■ **RECORDS SUPPLIED**
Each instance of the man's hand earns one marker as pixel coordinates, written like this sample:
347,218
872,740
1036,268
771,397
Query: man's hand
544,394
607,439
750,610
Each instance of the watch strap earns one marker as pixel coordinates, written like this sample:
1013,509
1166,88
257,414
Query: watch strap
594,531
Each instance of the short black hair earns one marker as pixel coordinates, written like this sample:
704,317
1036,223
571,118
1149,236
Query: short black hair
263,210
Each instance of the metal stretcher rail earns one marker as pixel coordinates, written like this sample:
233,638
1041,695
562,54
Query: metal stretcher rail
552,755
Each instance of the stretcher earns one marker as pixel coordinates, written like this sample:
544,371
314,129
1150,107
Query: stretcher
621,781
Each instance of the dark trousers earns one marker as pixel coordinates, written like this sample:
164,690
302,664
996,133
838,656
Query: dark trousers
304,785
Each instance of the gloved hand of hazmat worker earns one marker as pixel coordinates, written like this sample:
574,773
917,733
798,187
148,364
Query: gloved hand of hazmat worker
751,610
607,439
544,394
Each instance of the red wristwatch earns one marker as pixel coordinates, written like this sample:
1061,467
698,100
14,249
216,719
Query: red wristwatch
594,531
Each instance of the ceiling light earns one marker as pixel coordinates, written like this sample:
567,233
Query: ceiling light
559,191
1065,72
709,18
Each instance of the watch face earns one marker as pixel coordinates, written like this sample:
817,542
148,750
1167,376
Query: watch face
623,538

■ **WORK TO COMPLETE**
A verbatim copy of the listing is to be returned in full.

■ **WRITTEN RESPONSE**
Each instance of the man's hand earns one marker as pixel coordinates, written like this sample:
347,218
872,740
1036,268
771,397
Query: man's hand
544,394
607,439
750,610
Each instance of the watch strap earns one marker as pixel coordinates, written like this sample:
1013,509
1166,88
257,414
Query: watch strap
594,531
Each instance of the short black hair earns one marker as pixel coordinates, written like this sample:
704,317
1036,223
571,118
1149,236
Query: short black hair
263,210
Each instance of the metal stretcher rail earns one marker as pixel coordinates, written like this sample:
233,638
1041,695
562,54
Query: metal stretcher rail
552,755
Each instance of the stretcher earns one marker as pixel coordinates, written like this sample:
544,371
314,129
1150,107
Query: stretcher
621,781
Each instance of the dark trousers earns one marker as pixel coordinates, written like this sample:
164,690
302,664
996,133
838,656
Query: dark trousers
304,785
Each instance of the gloved hand of hazmat worker earns one marker as pixel coordinates, written like this sample:
574,773
917,733
798,187
148,364
Query: gloved hand of hazmat worker
751,610
607,439
544,394
Each instance of the red wristwatch earns one marker as pixel coordinates, written like this sample:
1061,467
698,100
14,249
216,719
Query: red wristwatch
594,531
Each instance of the ceiling light earns one marker as pixel coordinates, written like this sample:
567,233
Query: ceiling light
559,191
1065,72
709,18
Each instance of the watch face earns one marker as pixel coordinates, written like this sample:
817,542
148,750
1167,376
Query: watch face
623,538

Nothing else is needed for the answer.